Written request ::
Return every line of the records below unchanged, with nothing added or left out.

* Start Supplied records *

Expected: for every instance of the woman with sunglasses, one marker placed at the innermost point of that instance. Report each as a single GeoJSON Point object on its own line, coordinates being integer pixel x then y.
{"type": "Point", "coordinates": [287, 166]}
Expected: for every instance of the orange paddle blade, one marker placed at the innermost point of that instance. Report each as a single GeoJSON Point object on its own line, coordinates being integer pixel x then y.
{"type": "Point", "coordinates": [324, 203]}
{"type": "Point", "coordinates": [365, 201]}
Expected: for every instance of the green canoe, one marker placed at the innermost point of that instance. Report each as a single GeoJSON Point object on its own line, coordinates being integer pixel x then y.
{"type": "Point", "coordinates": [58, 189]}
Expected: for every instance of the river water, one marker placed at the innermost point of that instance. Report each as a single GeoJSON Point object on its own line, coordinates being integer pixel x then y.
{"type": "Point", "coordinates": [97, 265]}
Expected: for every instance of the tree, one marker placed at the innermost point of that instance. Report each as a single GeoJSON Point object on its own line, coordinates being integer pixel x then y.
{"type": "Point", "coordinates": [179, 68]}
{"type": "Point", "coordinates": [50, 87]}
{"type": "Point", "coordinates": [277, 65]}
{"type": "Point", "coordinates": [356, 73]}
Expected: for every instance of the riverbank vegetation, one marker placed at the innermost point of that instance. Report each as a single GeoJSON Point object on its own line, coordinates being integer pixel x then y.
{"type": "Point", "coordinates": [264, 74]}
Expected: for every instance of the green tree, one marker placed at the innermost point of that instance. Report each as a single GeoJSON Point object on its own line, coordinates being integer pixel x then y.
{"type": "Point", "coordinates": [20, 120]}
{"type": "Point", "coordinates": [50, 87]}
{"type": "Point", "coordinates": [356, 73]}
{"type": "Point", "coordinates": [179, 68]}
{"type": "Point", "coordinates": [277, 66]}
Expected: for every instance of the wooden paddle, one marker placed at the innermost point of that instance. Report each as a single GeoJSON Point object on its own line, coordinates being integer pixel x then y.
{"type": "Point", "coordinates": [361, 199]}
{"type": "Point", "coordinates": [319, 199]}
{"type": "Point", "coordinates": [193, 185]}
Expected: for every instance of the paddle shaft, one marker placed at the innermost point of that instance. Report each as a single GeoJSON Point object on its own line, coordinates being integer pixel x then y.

* End Supplied records *

Correct response ::
Expected: for every instance of the woman with sunglasses, one marker placed at the innermost point of that instance. Report each as a single GeoJSON Point object on its own line, coordinates being integer pixel x then y.
{"type": "Point", "coordinates": [287, 166]}
Expected: for every instance of the orange paddle blade, one marker placed at the innermost point of that instance. Report each as a single GeoJSON Point object on its own line, coordinates being integer pixel x then y.
{"type": "Point", "coordinates": [324, 203]}
{"type": "Point", "coordinates": [365, 201]}
Expected: for every instance of the green canoe, one marker placed at the innermost point of that instance. Report each as a single GeoJSON Point object on its own line, coordinates being integer pixel x then y.
{"type": "Point", "coordinates": [58, 189]}
Expected: for every instance of the river water, one marker placed at the innermost point of that instance. Report each as a single GeoJSON Point object on its own line, coordinates being integer pixel x then y.
{"type": "Point", "coordinates": [97, 265]}
Expected: for every instance of the tree, one marker placed at the innermost point of that instance. Report each as a single GeoJSON Point object on its own line, coordinates being integer pixel x then y.
{"type": "Point", "coordinates": [179, 68]}
{"type": "Point", "coordinates": [50, 87]}
{"type": "Point", "coordinates": [277, 65]}
{"type": "Point", "coordinates": [356, 73]}
Expected: for every instance of the riverbank vegetation, one marker placed at the innermost point of that instance. Report each as a single GeoJSON Point object on its own line, coordinates being integer pixel x then y.
{"type": "Point", "coordinates": [264, 74]}
Expected: for every instance of the green tree, one marker placed at the innermost point of that instance. Report each as a single GeoJSON Point object on its own line, coordinates being integer pixel x then y.
{"type": "Point", "coordinates": [20, 120]}
{"type": "Point", "coordinates": [50, 87]}
{"type": "Point", "coordinates": [356, 73]}
{"type": "Point", "coordinates": [179, 68]}
{"type": "Point", "coordinates": [277, 66]}
Expected: for every instance of the wooden paddle, one marker placed at the innermost point of that instance. Report each as a single GeoJSON Point object on its own line, coordinates being integer pixel x then y.
{"type": "Point", "coordinates": [361, 199]}
{"type": "Point", "coordinates": [319, 199]}
{"type": "Point", "coordinates": [193, 185]}
Expected: for every instance of the paddle shaft, one marker placed at the innermost point of that instance. Report each as a single GeoJSON Point object on its own line, coordinates being integer pixel x then y.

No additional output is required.